Task requirements:
Please copy out the part of the Edward Ogilvie text that begins at the words "Edward David Stuart" and stops after "the Liverpool Plains.", keeping every word and mark unchanged.

Member of Legislative Council of New South Wales

Personal details
- Born: 25 July 1814 Tottenham, London, England
- Died: 25 January 1896 (aged 81) Bowral, New South Wales, Australia
- Citizenship: Australia
- Spouse: Theodosia de Burgh
- Relatives: Jessie, Lady Street (granddaughter) Dame Bridget Ogilvie (great-great-granddaughter)

= Edward Ogilvie =

Australian politician

Edward David Stuart Ogilvie, MLC (25 July 1814 - 25 January 1896) was an English-born Australian politician. He served as a member of the Upper House of the New South Wales parliament. He built the renowned estate Yulgilbar.

==Biography==

He was born in Tottenham, London, England, the son of Mary and William Ogilvie, a Royal Navy officer. He and his family migrated to Sydney in 1825, receiving free passage aboard the convict ship Grenada. His father William received a 2000 acre grant of land on the Upper Hunter which he called Merton. He was initially assigned six convict servants. William continued to expand his property through squatting, quickly reaching 6000 acres then expanding onto the Liverpool Plains.

Information shown:
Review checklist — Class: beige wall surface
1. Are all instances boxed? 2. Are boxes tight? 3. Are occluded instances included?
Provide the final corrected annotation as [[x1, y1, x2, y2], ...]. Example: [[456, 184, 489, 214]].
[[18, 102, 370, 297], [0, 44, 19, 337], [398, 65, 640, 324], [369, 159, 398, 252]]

Response:
Edward David Stuart Ogilvie, MLC (25 July 1814 - 25 January 1896) was an English-born Australian politician. He served as a member of the Upper House of the New South Wales parliament. He built the renowned estate Yulgilbar.

==Biography==

He was born in Tottenham, London, England, the son of Mary and William Ogilvie, a Royal Navy officer. He and his family migrated to Sydney in 1825, receiving free passage aboard the convict ship Grenada. His father William received a 2000 acre grant of land on the Upper Hunter which he called Merton. He was initially assigned six convict servants. William continued to expand his property through squatting, quickly reaching 6000 acres then expanding onto the Liverpool Plains.